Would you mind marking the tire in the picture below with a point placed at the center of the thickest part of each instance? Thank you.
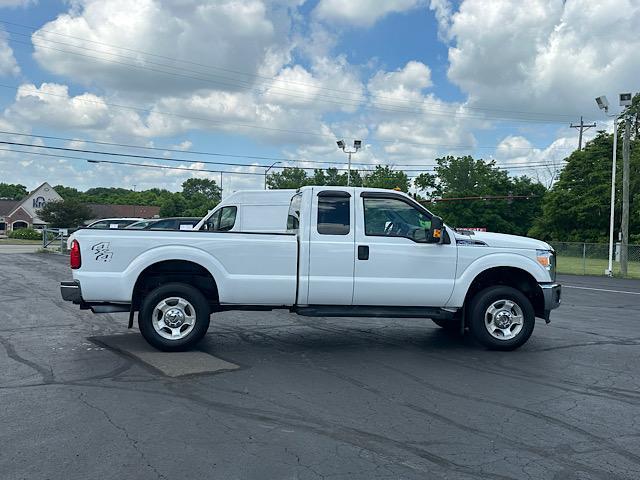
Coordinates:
(498, 309)
(448, 325)
(174, 317)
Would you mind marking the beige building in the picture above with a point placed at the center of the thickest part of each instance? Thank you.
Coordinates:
(16, 214)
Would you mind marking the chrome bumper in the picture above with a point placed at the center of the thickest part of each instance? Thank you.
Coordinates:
(551, 293)
(71, 292)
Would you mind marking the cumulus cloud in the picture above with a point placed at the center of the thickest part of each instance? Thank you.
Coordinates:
(201, 44)
(420, 125)
(17, 3)
(8, 64)
(361, 13)
(545, 55)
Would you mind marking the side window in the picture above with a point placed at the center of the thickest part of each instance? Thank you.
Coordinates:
(390, 217)
(334, 216)
(227, 219)
(212, 222)
(100, 225)
(168, 224)
(221, 221)
(293, 217)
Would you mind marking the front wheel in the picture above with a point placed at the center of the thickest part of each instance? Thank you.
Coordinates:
(501, 318)
(174, 317)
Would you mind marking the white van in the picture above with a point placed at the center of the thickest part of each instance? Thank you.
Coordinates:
(263, 211)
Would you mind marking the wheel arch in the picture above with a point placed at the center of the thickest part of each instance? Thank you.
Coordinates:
(510, 276)
(171, 271)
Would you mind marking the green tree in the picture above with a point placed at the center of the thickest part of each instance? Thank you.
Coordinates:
(174, 206)
(289, 177)
(201, 186)
(65, 213)
(577, 207)
(459, 177)
(386, 177)
(10, 191)
(200, 196)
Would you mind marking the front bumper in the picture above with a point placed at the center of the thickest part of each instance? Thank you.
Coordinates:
(71, 292)
(551, 293)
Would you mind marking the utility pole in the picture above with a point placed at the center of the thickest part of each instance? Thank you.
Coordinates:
(583, 128)
(624, 247)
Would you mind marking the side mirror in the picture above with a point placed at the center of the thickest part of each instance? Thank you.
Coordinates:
(436, 233)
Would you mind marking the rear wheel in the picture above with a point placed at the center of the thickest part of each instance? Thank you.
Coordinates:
(174, 317)
(501, 318)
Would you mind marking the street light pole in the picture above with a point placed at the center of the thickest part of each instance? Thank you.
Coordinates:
(357, 144)
(267, 171)
(609, 271)
(603, 104)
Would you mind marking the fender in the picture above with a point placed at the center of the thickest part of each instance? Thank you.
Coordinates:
(174, 252)
(492, 260)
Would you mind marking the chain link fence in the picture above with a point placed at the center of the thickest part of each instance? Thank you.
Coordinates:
(593, 258)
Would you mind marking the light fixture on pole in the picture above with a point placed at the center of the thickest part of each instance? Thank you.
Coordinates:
(267, 171)
(357, 145)
(603, 104)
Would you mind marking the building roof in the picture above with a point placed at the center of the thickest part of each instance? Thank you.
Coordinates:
(100, 210)
(7, 206)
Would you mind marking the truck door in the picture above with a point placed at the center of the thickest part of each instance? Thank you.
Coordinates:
(394, 265)
(331, 247)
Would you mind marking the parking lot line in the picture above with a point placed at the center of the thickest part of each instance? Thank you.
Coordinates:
(601, 289)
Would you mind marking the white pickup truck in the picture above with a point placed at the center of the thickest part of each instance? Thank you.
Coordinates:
(319, 251)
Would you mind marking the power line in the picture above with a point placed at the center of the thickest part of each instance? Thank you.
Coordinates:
(149, 157)
(582, 128)
(395, 100)
(242, 125)
(340, 101)
(217, 154)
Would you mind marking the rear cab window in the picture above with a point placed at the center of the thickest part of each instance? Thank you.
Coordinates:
(222, 220)
(334, 213)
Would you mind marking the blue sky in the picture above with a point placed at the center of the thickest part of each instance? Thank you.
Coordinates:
(414, 79)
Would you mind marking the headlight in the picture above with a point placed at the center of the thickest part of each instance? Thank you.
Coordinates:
(547, 258)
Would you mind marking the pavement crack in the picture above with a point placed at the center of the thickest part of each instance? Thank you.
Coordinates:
(132, 441)
(45, 373)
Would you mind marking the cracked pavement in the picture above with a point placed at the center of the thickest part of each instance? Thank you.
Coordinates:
(318, 398)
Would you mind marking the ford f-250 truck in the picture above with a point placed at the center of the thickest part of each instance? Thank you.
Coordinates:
(340, 251)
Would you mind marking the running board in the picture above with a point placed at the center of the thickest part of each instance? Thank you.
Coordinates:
(373, 311)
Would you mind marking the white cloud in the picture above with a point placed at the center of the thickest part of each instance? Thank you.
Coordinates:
(17, 3)
(226, 35)
(401, 86)
(361, 13)
(415, 126)
(8, 63)
(544, 55)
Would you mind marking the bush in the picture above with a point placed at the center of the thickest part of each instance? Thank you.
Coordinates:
(26, 234)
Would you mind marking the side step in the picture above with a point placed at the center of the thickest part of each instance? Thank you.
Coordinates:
(373, 311)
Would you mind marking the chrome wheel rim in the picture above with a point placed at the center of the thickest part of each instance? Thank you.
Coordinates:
(174, 318)
(504, 319)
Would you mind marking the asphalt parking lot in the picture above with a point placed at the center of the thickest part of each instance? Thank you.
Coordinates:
(318, 398)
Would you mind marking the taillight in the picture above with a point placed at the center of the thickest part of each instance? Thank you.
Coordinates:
(74, 255)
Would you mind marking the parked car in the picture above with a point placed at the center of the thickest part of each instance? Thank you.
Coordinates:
(141, 224)
(110, 223)
(345, 252)
(174, 223)
(113, 222)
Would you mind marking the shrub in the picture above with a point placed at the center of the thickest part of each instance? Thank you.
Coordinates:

=======

[EXERCISE AIM] Could you copy out the entire listing above word for word, from the first line to the last, leaving out any pictures?

[RESULT OF THIS EXERCISE]
Would you mind marking the tire in the picture below with a point placed at the center of the thickest part of each instance? Thank you.
Coordinates:
(498, 309)
(448, 325)
(174, 317)
Would you mind marking the beige building in the picture above with a point placed at the center of the thickest part of each instance? Thank you.
Coordinates:
(16, 214)
Would you mind marking the chrome bumper in the picture above with a point placed at the center of the thickest part of each instance? Thank you.
Coordinates:
(551, 293)
(71, 292)
Would you mind marking the cumulus cloud in the picture above with a point placed at the center of the thickest part of each instance? Thank you.
Coordinates:
(201, 44)
(420, 125)
(17, 3)
(8, 64)
(361, 13)
(545, 55)
Would you mind marking the side window in the picture above with a point placed at the center of the thickest part of each instance? Thank you.
Coordinates:
(390, 217)
(334, 216)
(227, 219)
(212, 222)
(100, 225)
(168, 224)
(221, 221)
(293, 217)
Would you mind marking the front wheel in the picture above with a point placed at the center of the thickest part of each instance? Thank you.
Coordinates:
(501, 318)
(174, 317)
Would you mind marking the white van in the picture above with a point placed at the center of the thickest part of each instance? Thank you.
Coordinates:
(263, 211)
Would you mind marking the wheel arch in the picture above with a point placed at the center of the thickest part of each instance? Thank you.
Coordinates:
(510, 276)
(171, 271)
Would you mind marking the green tree in the picture above with a point placed at the center of the thickest part of each instance? Thank you.
Coordinates:
(174, 206)
(289, 177)
(201, 186)
(65, 213)
(577, 207)
(459, 177)
(386, 177)
(10, 191)
(200, 196)
Would you mind marking the front bumper in the picture above with a point placed at the center of the thickest part of each instance? Thank you.
Coordinates:
(71, 292)
(551, 293)
Would you mind marking the utility pole in the picture above with a point placed at the center of the thickest part of each instance? Thank you.
Coordinates:
(583, 128)
(624, 247)
Would you mind marking the side mirror in the picture above with a point placed at the center of the thickest part of each instance? Thank you.
Coordinates:
(436, 233)
Would you mind marking the rear wheel in the picture above with a point placed at the center of the thickest part of each instance? Thank you.
Coordinates:
(174, 317)
(501, 318)
Would you mind marking the street light pole in the picture above with a point placed at the center of the thickest part of each instance? Thank you.
Coordinates:
(357, 144)
(267, 171)
(609, 271)
(603, 104)
Would you mind marking the fender in the picture above with a point placed at the center of the thickest part of each instance? Thank you.
Coordinates:
(174, 252)
(492, 260)
Would you mind marking the chain link fence in the picture above with a point placed at the center of the thickest part of each instance? Thank you.
Coordinates:
(593, 258)
Would you mind marking the light fixture on pole in the picture above with a point placed at the center of the thickest part of each instance? Thank you.
Coordinates:
(267, 171)
(357, 145)
(603, 104)
Would you mind marking the building roof in the picture above with a point placed at the center of the thickest part of each instance? Thank you.
Coordinates:
(100, 210)
(7, 206)
Would you mind marking the truck door in the picture above with a point placed at the center of the thickest part of each instance? Thank you.
Coordinates:
(394, 265)
(331, 247)
Would you mind marking the parking lot line in the picture above with a point placed at the center of the thickest part of each instance? Thank you.
Coordinates:
(601, 289)
Would you mind marking the white pickup truck in the picture above with a point placed at the center of the thickest part of each instance? Thank you.
Coordinates:
(319, 251)
Would you mind marking the power line in the picture above with a point placed at the center of the thickest part of each instance? Thank you.
Coordinates:
(149, 157)
(582, 128)
(395, 100)
(242, 125)
(340, 101)
(217, 154)
Would you mind marking the rear cab window in the picture above with a point placed at the center of the thickest part of each instance? Thank you.
Coordinates:
(222, 220)
(334, 213)
Would you mind marking the blue sky in the picture above with a point placed at the center of the thickest part of each instance? Thank you.
Coordinates:
(414, 79)
Would you mind marking the headlight in the picture above with a point placed at the center of the thickest part of each instance? Thank you.
Coordinates:
(547, 258)
Would you mind marking the pavement crack in the picture above with a point placed at the center of the thickest part of each instance? Thank you.
Coordinates:
(132, 441)
(45, 373)
Would you mind marking the cracked pavement in the picture above with a point placed at the center of the thickest part of each instance? Thank you.
Coordinates:
(318, 398)
Would you mind marking the ford f-250 truck in the picture above with a point placed at the center of the thickest part of each instance? Thank you.
Coordinates:
(340, 251)
Would you mind marking the running board in the picture above with a point placed at the center of the thickest part of each instance? Thank you.
Coordinates:
(373, 311)
Would you mind marking the white cloud in the picture above with a point placed at the center of the thickest part of each instance? Thank you.
Coordinates:
(17, 3)
(226, 35)
(401, 86)
(361, 13)
(415, 126)
(8, 63)
(544, 55)
Would you mind marking the bush in the picture above with a point placed at the center of the thickest part of each instance? Thank you.
Coordinates:
(26, 234)
Would you mind marking the side step in the picture above with a point placed at the center of the thickest part of each instance? Thank you.
Coordinates:
(373, 311)
Would you mind marking the chrome wheel rim in the picture above with a point placed at the center of the thickest part of each instance? Thank you.
Coordinates:
(174, 318)
(504, 319)
Would you mind marking the asphalt parking lot in the picture above with a point placed at the center of the thickest part of each instance? Thank you.
Coordinates:
(318, 398)
Would you mind marking the taillight in the picture above with a point placed at the center of the thickest part of each instance? Thank you.
Coordinates:
(74, 255)
Would you mind marking the parked car in the picture above with a point placed at the center of the thickest part of each instance? Thank you.
Coordinates:
(141, 224)
(110, 223)
(345, 252)
(174, 223)
(113, 222)
Would you mind marking the shrub in the picture above with a point placed at the center of the thickest part of each instance? Thank you.
Coordinates:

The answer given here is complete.